--- Start Information shown ---
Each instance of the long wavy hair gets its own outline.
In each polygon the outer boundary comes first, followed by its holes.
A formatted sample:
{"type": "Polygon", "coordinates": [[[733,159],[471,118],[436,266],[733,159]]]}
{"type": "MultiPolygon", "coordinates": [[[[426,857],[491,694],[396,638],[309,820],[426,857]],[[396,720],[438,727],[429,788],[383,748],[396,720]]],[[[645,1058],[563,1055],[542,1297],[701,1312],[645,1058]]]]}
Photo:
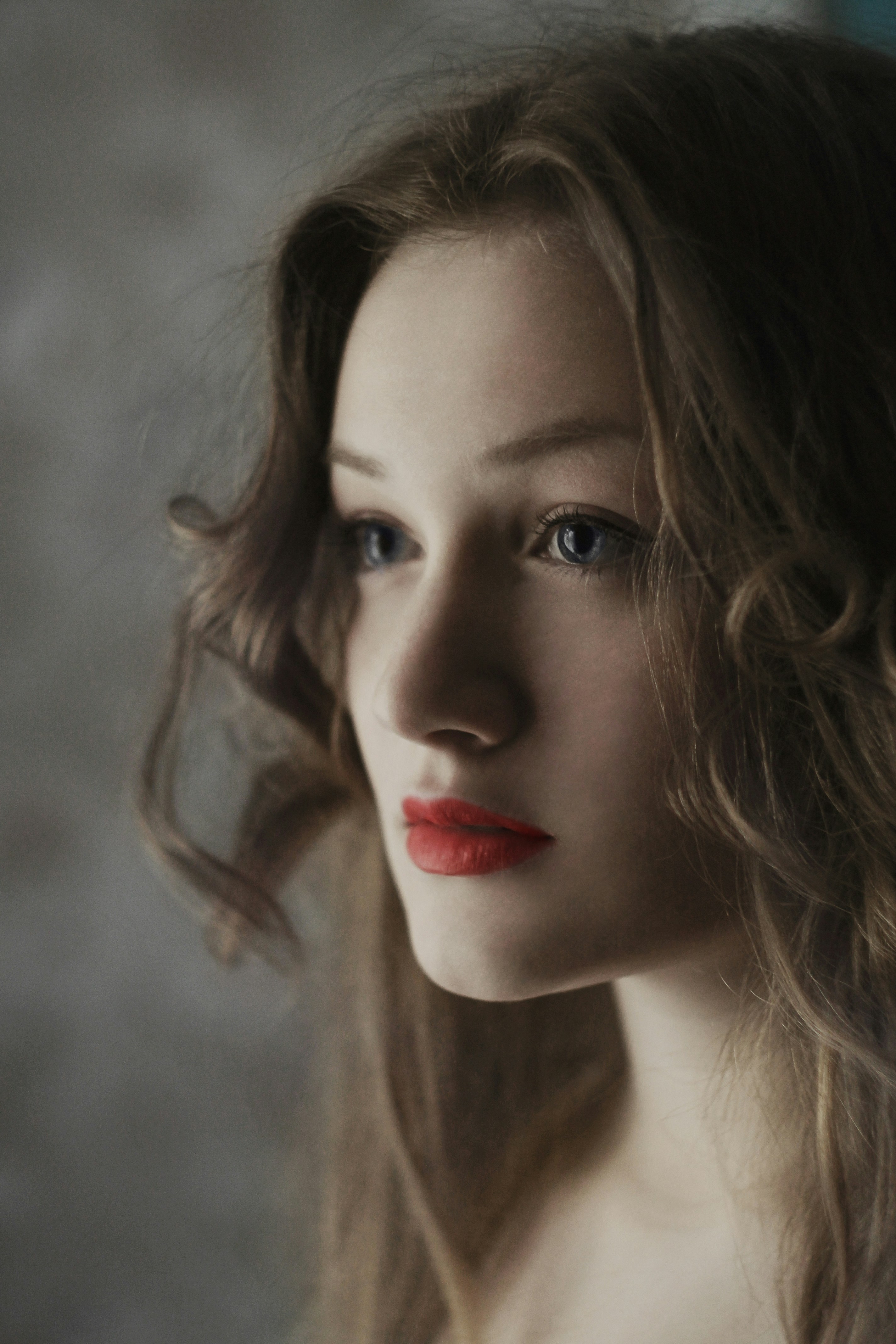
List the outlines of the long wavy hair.
{"type": "Polygon", "coordinates": [[[278,898],[343,818],[320,1337],[476,1336],[467,1275],[623,1075],[606,986],[481,1004],[416,968],[343,698],[352,581],[324,452],[340,358],[410,235],[564,220],[629,314],[662,521],[641,583],[677,734],[669,806],[727,847],[751,1031],[787,1043],[794,1344],[896,1339],[896,63],[768,27],[576,30],[490,59],[317,195],[271,270],[267,444],[192,556],[140,786],[223,954],[300,945],[278,898]],[[208,657],[273,726],[228,856],[185,832],[208,657]],[[274,746],[271,747],[271,741],[274,746]],[[344,823],[344,824],[343,824],[344,823]]]}

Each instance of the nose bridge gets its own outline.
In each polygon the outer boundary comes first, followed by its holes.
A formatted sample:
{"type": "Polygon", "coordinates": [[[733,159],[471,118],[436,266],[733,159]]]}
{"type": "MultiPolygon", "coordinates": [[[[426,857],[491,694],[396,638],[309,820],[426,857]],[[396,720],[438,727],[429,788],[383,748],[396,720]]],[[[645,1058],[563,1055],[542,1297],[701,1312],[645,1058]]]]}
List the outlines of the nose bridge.
{"type": "Polygon", "coordinates": [[[521,722],[508,645],[509,593],[484,556],[446,556],[407,603],[376,688],[375,712],[414,741],[467,734],[496,746],[521,722]]]}

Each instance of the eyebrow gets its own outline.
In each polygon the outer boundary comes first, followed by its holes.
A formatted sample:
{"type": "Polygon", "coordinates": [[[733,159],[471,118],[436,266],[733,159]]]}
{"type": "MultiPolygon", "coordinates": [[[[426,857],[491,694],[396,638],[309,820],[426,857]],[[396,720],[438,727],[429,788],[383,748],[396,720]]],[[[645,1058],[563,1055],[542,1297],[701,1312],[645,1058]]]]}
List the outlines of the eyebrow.
{"type": "MultiPolygon", "coordinates": [[[[588,421],[583,418],[555,421],[532,434],[523,434],[519,438],[506,439],[502,444],[493,444],[486,448],[476,460],[477,468],[516,466],[529,462],[533,457],[544,453],[566,453],[576,448],[592,445],[606,448],[611,444],[639,448],[643,444],[643,434],[633,434],[631,429],[618,421],[588,421]]],[[[361,476],[371,476],[383,480],[388,470],[383,462],[364,453],[356,453],[345,444],[333,441],[326,449],[324,461],[330,466],[348,466],[361,476]]]]}

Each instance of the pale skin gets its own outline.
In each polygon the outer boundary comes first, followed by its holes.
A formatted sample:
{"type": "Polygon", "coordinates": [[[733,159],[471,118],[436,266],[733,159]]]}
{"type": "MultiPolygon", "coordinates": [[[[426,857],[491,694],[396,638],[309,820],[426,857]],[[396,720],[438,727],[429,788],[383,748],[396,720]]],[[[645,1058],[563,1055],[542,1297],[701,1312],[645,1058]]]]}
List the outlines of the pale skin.
{"type": "Polygon", "coordinates": [[[403,245],[352,325],[330,460],[363,547],[348,704],[422,968],[490,1000],[613,981],[627,1046],[613,1124],[474,1284],[484,1344],[780,1344],[787,1153],[755,1073],[720,1063],[748,966],[725,863],[703,875],[664,804],[627,579],[660,501],[607,276],[535,223],[403,245]],[[422,872],[408,794],[555,843],[422,872]]]}

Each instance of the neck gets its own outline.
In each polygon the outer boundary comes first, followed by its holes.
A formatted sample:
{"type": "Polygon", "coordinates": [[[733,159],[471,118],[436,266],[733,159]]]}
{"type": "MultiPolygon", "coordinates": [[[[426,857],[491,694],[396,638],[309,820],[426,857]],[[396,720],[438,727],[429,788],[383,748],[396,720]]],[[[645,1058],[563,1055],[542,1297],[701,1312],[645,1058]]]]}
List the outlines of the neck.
--- End Information shown ---
▸ **Stated problem**: Put the lines from the one containing "Each instance of the neck" through the last line above into a numbered list, leaving out any blank lines.

▸ **Result of the task**:
1. Each instance of the neck gets its own outline.
2. In each polygon the outer boundary comes first, followed by its holes.
3. A formatted sample:
4. {"type": "Polygon", "coordinates": [[[733,159],[471,118],[436,266],[733,159]]]}
5. {"type": "MultiPolygon", "coordinates": [[[[426,857],[491,694],[396,638],[309,820],[426,857]],[[396,720],[438,727],[429,788],[383,748],[396,720]]],[[[645,1058],[563,1055],[542,1297],[701,1312],[645,1058]]]]}
6. List the outlines of the neck.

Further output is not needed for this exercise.